──────── Materi Ditampilkan

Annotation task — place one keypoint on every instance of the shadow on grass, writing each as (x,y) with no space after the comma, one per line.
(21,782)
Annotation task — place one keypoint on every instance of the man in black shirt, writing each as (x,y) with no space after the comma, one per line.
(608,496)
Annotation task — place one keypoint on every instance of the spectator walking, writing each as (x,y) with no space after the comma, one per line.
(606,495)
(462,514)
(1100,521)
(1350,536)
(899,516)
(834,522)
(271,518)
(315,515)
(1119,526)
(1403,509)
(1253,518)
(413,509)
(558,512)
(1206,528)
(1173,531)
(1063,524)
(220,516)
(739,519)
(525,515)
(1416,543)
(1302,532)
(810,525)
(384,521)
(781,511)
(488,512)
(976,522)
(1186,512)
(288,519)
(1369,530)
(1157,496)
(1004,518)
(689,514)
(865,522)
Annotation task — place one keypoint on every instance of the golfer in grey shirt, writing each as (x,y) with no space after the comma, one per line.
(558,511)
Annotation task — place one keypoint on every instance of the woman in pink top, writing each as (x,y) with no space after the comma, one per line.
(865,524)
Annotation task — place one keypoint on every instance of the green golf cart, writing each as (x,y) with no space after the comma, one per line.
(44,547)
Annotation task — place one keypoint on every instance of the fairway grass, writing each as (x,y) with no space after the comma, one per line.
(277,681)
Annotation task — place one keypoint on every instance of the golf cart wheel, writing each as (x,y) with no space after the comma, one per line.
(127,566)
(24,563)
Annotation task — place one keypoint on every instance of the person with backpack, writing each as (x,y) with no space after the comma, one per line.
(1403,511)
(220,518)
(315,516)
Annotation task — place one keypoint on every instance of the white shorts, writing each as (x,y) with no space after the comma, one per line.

────────────────
──────── Materi Ditampilkan

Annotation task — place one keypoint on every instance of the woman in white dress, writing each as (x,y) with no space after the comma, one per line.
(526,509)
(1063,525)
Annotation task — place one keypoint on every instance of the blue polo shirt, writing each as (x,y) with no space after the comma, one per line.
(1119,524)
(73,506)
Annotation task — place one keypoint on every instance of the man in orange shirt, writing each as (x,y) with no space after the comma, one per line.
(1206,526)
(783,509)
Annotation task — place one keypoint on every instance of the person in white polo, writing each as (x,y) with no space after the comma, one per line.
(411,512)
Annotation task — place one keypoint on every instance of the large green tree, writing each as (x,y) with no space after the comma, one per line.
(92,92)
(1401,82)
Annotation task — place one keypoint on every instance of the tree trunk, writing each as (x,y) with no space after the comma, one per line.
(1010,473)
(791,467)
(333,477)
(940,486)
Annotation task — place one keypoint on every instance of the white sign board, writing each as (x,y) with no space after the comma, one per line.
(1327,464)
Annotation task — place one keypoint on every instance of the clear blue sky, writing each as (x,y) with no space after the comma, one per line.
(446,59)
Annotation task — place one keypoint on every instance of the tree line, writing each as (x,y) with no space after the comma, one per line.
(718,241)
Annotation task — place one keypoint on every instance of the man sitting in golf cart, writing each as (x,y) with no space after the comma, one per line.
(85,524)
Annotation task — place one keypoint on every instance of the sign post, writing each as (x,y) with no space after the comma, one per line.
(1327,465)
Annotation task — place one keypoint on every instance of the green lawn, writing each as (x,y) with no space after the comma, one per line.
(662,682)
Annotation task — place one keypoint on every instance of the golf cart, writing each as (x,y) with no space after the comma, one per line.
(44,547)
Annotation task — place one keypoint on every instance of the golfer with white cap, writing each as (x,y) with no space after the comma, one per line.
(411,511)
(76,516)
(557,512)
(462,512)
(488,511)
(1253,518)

────────────────

Tugas Diberikan: Tolong hitung baris dalam daftar yang memuat kata "grass", dengan huruf besar dan kecil dibedakan. Tuliskan angkanya saja.

Jawaban Berikut: 2